[TANTANGAN 1]
Laporkan setiap baris catatan yang memuat kata "green", dengan membedakan huruf besar dan huruf kecil.

[KUTIPAN UNTUK DIBACA]

⁂

Cara lain dalam memandang konsep anti-cathexis adalah dengan
memandangnya sebagai internal frustration. Daya yang menentang itu menghambat*
pelepasan ketegangan. Jenis penghambatan ini [frustration] harus dibedakan dari
jenis lain yang disebut external frustration. Dalam external frustration
objek-tujuan tidak bisa didapatkan karena alasan-alasan yang tak dapat
dikontrol orang. Orang mungkin ingin makanan, tapi jika tak ada makanan di
sekitarnya atau jika dia dihindarkan dari mendapatkannya, laparnya itu akanlah
tetap tak terpuaskan. External frustration is a state of of privation or
deprivation, sementara internal frustration adalah penghambatan batiniah.
Ketika orang ingin melakukan sesuatu tapi ada rintangan eksternal menghadang
jalannya, itu adalah external
frustration. Jika orang ingin melakukan sesuatu tapi ego atau superegonya
berusaha menghalanginya dalam melakukan hal itu, itu adalah internal
frustration.
Freud mengamati bahwa internal frustration (anti-cathexis)
tidaklah ada sampai external frustration menyiapkan dasar-dasar bagi
kemunculannya. Artinya, orang harus mengalami privation atau deprivation
terlebih dulu sebelum dia bisa mengembangkan kontrol-kontrol batiniah. Dalam
kasus superego, misalnya, anak tidaklah mengembangkan disiplin-diri sampai dia
telah memiliki kesempatan untuk mengidentifikasikannya dengan larangan-larangan
moral orangtuanya. Seorang anak harus belajar apa yang buruk dengan mengalami
pemberian hukuman sebelum dia bisa memapankan kontrol batiniahnya atas
prilaku-prilakunya.

⁂

[Entri set data]
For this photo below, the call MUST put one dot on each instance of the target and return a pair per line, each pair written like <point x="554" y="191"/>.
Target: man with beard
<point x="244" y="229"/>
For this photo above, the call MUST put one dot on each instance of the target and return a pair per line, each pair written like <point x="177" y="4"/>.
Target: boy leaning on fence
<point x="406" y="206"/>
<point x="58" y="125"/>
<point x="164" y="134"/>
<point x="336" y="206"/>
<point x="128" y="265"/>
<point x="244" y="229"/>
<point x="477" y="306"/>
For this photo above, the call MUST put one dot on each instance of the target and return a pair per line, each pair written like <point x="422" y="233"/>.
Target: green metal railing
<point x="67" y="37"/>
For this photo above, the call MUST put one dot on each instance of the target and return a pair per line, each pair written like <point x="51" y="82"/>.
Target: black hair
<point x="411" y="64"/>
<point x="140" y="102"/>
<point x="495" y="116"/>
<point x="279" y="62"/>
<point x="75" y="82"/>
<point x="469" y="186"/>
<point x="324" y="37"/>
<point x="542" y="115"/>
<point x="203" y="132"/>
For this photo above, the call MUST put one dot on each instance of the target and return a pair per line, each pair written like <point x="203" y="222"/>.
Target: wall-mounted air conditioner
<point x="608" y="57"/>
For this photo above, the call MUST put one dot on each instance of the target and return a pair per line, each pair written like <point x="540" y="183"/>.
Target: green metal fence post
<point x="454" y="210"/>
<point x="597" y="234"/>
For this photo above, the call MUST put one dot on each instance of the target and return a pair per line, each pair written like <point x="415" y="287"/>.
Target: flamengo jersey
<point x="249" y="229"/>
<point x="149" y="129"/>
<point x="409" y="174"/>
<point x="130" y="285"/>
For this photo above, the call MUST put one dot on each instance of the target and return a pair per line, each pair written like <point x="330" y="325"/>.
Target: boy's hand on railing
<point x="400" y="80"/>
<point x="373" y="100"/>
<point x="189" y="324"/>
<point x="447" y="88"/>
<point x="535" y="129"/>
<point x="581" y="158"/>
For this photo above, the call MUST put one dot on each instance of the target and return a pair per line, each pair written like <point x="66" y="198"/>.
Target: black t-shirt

⁂

[TANTANGAN 2]
Cetak sebagian kutipan tentang frustrasi internal dan eksternal secara persis. Mulailah dari kata-kata yang memuat "tidaklah ada sampai", lalu berhentilah setelah "prilaku-prilakunya.".

[JAWABAN TUGAS 1]
Target: green metal railing
Target: green metal fence post

[JAWABAN TUGAS 2]
tidaklah ada sampai external frustration menyiapkan dasar-dasar bagi
kemunculannya. Artinya, orang harus mengalami privation atau deprivation
terlebih dulu sebelum dia bisa mengembangkan kontrol-kontrol batiniah. Dalam
kasus superego, misalnya, anak tidaklah mengembangkan disiplin-diri sampai dia
telah memiliki kesempatan untuk mengidentifikasikannya dengan larangan-larangan
moral orangtuanya. Seorang anak harus belajar apa yang buruk dengan mengalami
pemberian hukuman sebelum dia bisa memapankan kontrol batiniahnya atas
prilaku-prilakunya.